• _What is expected_
Write all the records below as a two-column CSV with the headers "instruction" and "answer", one row per record. Put each value in one quoted field, with any line breaks turned into spaces.

• _Data for the task_
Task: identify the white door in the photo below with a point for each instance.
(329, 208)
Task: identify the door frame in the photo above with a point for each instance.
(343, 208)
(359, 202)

• _Solution for this task_
instruction,answer
"Task: identify the white door in the photo below with a point for each instance.","(329, 208)"
"Task: identify the door frame in the photo above with a point for each instance.","(343, 208) (359, 202)"